[Stored items]
• • • •
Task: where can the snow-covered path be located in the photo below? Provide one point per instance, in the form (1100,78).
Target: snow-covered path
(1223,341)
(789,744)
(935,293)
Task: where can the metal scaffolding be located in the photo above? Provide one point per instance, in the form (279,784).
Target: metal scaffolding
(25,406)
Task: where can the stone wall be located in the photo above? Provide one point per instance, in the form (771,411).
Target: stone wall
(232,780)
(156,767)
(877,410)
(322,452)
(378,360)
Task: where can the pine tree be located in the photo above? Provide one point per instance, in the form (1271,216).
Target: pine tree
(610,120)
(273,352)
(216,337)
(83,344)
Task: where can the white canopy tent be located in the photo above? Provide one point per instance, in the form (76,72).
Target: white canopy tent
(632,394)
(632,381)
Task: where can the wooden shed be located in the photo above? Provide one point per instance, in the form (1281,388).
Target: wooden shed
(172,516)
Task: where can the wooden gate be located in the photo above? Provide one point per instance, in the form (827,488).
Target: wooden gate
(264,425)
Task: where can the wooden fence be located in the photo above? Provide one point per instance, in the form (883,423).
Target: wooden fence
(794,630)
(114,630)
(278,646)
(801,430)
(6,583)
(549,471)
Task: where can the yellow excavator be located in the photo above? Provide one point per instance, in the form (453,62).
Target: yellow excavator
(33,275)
• • • •
▸ **Objective**
Write out all of the lines above again, requests included, and shift every coordinate in the answers by adding 10 to each number. Leave the numbers in the requests and their format samples as they are.

▸ **Response for this exercise**
Task: where can the snow-covered path be located in the photo below? Provide one point per instance, in the form (1100,78).
Target: snow-covered path
(1233,351)
(799,754)
(945,303)
Task: where can the metal scaffolding be located in the photo above? Provide one point per instance, in the form (279,784).
Target: metal scaffolding
(35,416)
Task: where can the stone wall be located in the photo above? Provide one point per instance, in the form (771,411).
Target: stone wall
(242,790)
(166,777)
(887,420)
(332,462)
(388,370)
Task: where can the pine tree be located in the photo above? Provide one point per instance, in the form (1271,216).
Target: pine tree
(620,130)
(283,362)
(226,347)
(93,354)
Task: where can the white canopy tent be located in the photo above? Provide one point per instance, in the form (76,72).
Target: white canopy tent
(642,404)
(642,391)
Task: where can the wooden shed be located in the photo above? Provide one point per instance, in the form (1281,388).
Target: wooden shed
(182,526)
Task: where can the wooden gate be located in the photo above? Provide one point per instance, in the form (827,488).
Target: wooden gate
(274,435)
Task: where can the wooden fence be located in the photo above? Provide one point per instance, in the form (883,423).
Target: wooden fence
(804,640)
(124,640)
(288,656)
(811,440)
(16,593)
(559,481)
Task: where can the yellow excavator be located in the photo above? Provide one point per instance, in the form (453,62).
Target: yellow excavator
(43,285)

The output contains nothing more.